UK PM apologises for staff joking about Christmas party

Published December 9, 2021
A handout photograph released by the UK Parliament shows Britain's Prime Minister Boris Johnson gesturing as he speaks during Prime Minister's Questions (PMQs) in the House of Commons in London on Wednesday. — AFP
A handout photograph released by the UK Parliament shows Britain's Prime Minister Boris Johnson gesturing as he speaks during Prime Minister's Questions (PMQs) in the House of Commons in London on Wednesday. — AFP

LONDON: British Prime Minister Boris Johnson apologised on Wednesday after a video surfaced showing his staff laughing and joking about a party in Downing Street during a Christmas Covid-19 lockdown last year when such festivities were banned.

Hours later the main aide featured in the video, Johnson’s press secretary at the time, Allegra Stratton, resigned as an adviser to the prime minister. In a tearful statement, she said she would regret the remarks she made in the video for the rest of her days.

For more than a week, Johnson and his team have repeated that no rules were broken late last year after the Mirror newspaper reported there had been several parties, including a wine-fuelled gathering of 40 to 50 people, to mark Christmas.

+---+

Exercises
[1] In the news report about the Downing Street Christmas party, who resigned as an adviser to the prime minister after the video surfaced?
[2] Resume the news report about the Downing Street Christmas party, starting after its final sentence.

Recorded data
+---+

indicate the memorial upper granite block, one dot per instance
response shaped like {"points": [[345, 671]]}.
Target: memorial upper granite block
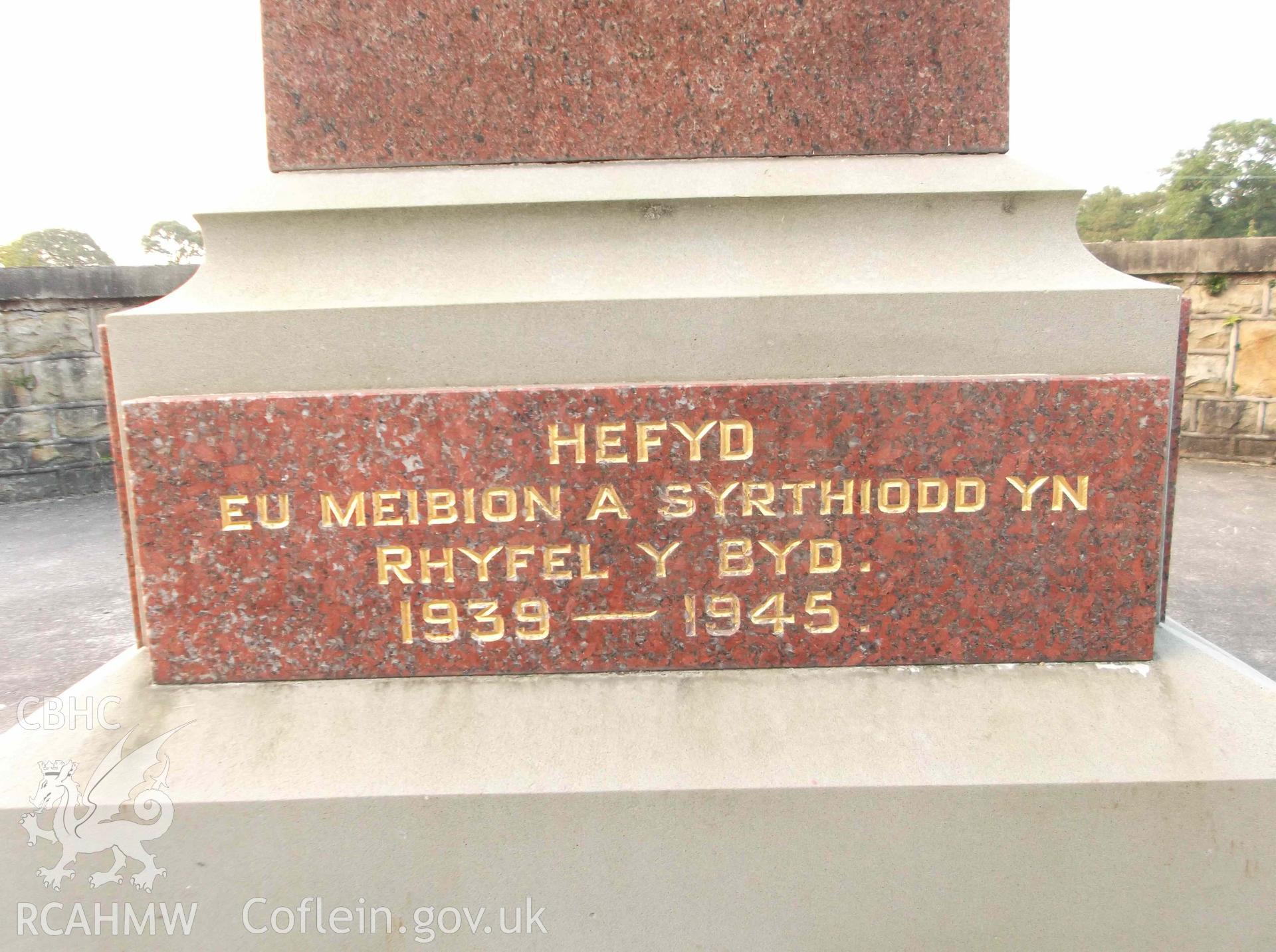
{"points": [[396, 83], [618, 425]]}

+---+

Per-task answers
[1] Allegra Stratton, Johnson's press secretary at the time.

[2]
On Wednesday, Johnson told parliament that he was furious about the video, which was first shown by ITV late on Tuesday, but said he had been repeatedly assured that no party took place at Downing Street, his office and official residence.

Opposition Labour Party leader Keir Starmer accused Johnson of “taking the public for fools”, while Ian Blackford of the Scottish National Party told Johnson to resign.

It is the latest misstep by an administration which has been criticised over its handling of a sleaze scandal, the awarding of Covid contracts, the refurbishment of Johnson’s Downing Street apartment and the chaotic evacuation from Afghanistan.

“I apologise unreservedly for the offence that it has caused up and down the country, and I apologise for the impression that it gives,” Johnson told parliament.

Disciplinary action would be taken if it was found that rules had been broken, he said.

“But I repeat ... that I have been repeatedly assured since these allegations emerged, that there was no party and that no Covid rules were broken.”

He also pledged to “get on with the job”, accusing the opposition of trying to “muddy the waters about events or non-events of a year ago”.

After days of denials, the video aired by ITV showed Stratton at a Downing Street rehearsal for a daily briefing on Dec 22 last year, during which she laughed and joked about a reported Christmas gathering.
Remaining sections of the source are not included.